[Data in this exercise Boundary: Start]

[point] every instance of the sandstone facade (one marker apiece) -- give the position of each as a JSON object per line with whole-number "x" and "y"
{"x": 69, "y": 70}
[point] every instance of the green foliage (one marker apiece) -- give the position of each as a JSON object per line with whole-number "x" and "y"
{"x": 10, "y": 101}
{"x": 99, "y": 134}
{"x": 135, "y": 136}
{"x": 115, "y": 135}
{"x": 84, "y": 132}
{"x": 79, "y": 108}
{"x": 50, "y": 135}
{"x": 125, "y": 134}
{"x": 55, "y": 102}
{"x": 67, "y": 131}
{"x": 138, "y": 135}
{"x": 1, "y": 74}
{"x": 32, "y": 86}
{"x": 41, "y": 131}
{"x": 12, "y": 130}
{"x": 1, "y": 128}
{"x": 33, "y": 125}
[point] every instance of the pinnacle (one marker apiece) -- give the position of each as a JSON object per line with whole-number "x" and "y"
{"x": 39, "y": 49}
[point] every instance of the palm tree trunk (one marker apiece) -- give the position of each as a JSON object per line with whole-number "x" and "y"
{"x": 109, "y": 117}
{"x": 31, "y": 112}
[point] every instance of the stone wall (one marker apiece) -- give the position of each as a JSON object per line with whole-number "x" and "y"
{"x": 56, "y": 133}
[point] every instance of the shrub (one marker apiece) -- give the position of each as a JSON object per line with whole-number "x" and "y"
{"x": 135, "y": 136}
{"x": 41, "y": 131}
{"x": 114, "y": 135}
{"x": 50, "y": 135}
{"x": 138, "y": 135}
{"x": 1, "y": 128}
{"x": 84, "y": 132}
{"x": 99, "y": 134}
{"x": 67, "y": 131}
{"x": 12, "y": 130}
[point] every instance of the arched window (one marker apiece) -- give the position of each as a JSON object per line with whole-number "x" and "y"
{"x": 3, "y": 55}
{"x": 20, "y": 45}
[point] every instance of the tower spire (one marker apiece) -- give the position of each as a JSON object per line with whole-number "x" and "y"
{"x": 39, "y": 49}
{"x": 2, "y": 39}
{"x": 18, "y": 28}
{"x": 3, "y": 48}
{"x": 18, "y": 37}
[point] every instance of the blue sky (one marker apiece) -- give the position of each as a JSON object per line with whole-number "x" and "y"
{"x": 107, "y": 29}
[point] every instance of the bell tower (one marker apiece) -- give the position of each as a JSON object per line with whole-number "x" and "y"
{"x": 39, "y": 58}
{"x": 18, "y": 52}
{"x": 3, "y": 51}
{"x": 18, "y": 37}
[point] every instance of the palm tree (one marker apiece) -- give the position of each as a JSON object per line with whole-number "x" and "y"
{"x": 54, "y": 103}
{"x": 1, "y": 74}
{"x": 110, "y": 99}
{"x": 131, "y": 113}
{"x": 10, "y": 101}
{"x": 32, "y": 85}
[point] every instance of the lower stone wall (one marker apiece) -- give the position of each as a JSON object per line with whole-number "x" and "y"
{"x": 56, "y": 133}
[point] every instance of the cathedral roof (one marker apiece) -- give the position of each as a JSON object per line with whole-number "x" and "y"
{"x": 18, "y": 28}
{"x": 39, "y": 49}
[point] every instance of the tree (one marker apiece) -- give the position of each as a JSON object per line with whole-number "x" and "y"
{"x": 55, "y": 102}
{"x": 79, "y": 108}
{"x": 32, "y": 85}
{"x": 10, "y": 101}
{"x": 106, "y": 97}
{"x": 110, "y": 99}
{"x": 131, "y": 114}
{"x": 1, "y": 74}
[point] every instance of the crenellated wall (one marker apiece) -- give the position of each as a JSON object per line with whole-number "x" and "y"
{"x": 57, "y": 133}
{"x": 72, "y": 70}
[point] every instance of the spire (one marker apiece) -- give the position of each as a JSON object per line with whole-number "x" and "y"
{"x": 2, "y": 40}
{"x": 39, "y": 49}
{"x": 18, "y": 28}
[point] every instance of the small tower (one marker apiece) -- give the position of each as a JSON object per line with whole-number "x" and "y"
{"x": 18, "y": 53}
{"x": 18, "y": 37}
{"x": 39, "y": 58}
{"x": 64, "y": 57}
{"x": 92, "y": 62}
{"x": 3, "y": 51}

[Data in this exercise Boundary: End]

#### Exercise requirements:
Retype each record exactly, leaving nothing out.

#### The answer:
[point] every instance of the sandstone facade (one marker apiece) -- give the position of each as a JSON object per line with whole-number "x" and "y"
{"x": 69, "y": 70}
[point] every instance of the green foliage (one marker apiece) -- give the position of each as a JSON object per line with whole-number "x" and "y"
{"x": 10, "y": 101}
{"x": 99, "y": 134}
{"x": 135, "y": 136}
{"x": 115, "y": 135}
{"x": 84, "y": 132}
{"x": 79, "y": 108}
{"x": 50, "y": 135}
{"x": 125, "y": 134}
{"x": 55, "y": 102}
{"x": 67, "y": 131}
{"x": 138, "y": 135}
{"x": 1, "y": 74}
{"x": 32, "y": 86}
{"x": 41, "y": 131}
{"x": 12, "y": 130}
{"x": 1, "y": 128}
{"x": 33, "y": 125}
[point] every instance of the pinnacle (one marker apiece) -- give the position of each as a JSON object per line with whole-number "x" and "y"
{"x": 39, "y": 49}
[point] every instance of the palm tree trunk (one marker apiece) -- give the position of each as a JSON object per line with whole-number "x" and "y"
{"x": 109, "y": 117}
{"x": 31, "y": 112}
[point] every instance of the stone wall (one marker apiece) -- give the position of each as a JSON object per line with whole-number "x" and "y"
{"x": 56, "y": 133}
[point] every instance of the shrub (one marker apiece) -- give the position of each as a JSON object per line with whole-number "x" and "y"
{"x": 135, "y": 136}
{"x": 41, "y": 131}
{"x": 114, "y": 135}
{"x": 50, "y": 135}
{"x": 138, "y": 135}
{"x": 1, "y": 128}
{"x": 84, "y": 132}
{"x": 99, "y": 134}
{"x": 67, "y": 131}
{"x": 12, "y": 130}
[point] every instance of the arched window (one marker apiece) -- give the position of each as a JSON object per line with whole-number "x" and "y"
{"x": 3, "y": 55}
{"x": 20, "y": 45}
[point] every instance of the tower spire (one marker apiece) -- give the position of each as a JSON object per line with whole-number "x" and "y"
{"x": 39, "y": 49}
{"x": 2, "y": 39}
{"x": 18, "y": 28}
{"x": 3, "y": 48}
{"x": 18, "y": 37}
[point] every instance of the blue sky (one marker apiece) -- give the position of each as a JSON object per line with whole-number "x" and "y"
{"x": 107, "y": 29}
[point] every instance of the bell tower (one marker apiece) -- give the position of each as a JSON object per line with whole-number "x" and "y"
{"x": 39, "y": 58}
{"x": 18, "y": 52}
{"x": 3, "y": 51}
{"x": 18, "y": 37}
[point] every instance of the palm tree (one marker apiece) -- give the position of each as a JSON object per line with whole-number "x" and "y"
{"x": 54, "y": 103}
{"x": 1, "y": 74}
{"x": 110, "y": 99}
{"x": 131, "y": 113}
{"x": 10, "y": 101}
{"x": 32, "y": 85}
[point] every instance of the lower stone wall (one marker apiece) -- give the position of each as a JSON object per line with whole-number "x" and "y"
{"x": 56, "y": 133}
[point] every instance of the cathedral roof (one marker apiece) -- give the position of each as a JSON object per line with whole-number "x" and "y"
{"x": 18, "y": 28}
{"x": 39, "y": 49}
[point] every instance of the tree (one marker apiece) -- give the position of each as a JSON object per line with whole-number "x" and "y"
{"x": 55, "y": 102}
{"x": 79, "y": 108}
{"x": 32, "y": 85}
{"x": 10, "y": 101}
{"x": 106, "y": 97}
{"x": 110, "y": 99}
{"x": 131, "y": 114}
{"x": 1, "y": 74}
[point] every instance of the crenellated wall (one marker apiece) -- give the position of each as a JSON object per line with whole-number "x" and "y"
{"x": 57, "y": 133}
{"x": 72, "y": 70}
[point] every instance of the spire (one marker apiece) -- give the position of each as a JSON object per line with whole-number "x" and "y"
{"x": 2, "y": 40}
{"x": 39, "y": 49}
{"x": 18, "y": 28}
[point] every instance of the small tower (one marker apiece) -- give the position of each as a JSON object per line with whole-number "x" and "y"
{"x": 18, "y": 53}
{"x": 18, "y": 37}
{"x": 39, "y": 58}
{"x": 64, "y": 57}
{"x": 92, "y": 62}
{"x": 3, "y": 51}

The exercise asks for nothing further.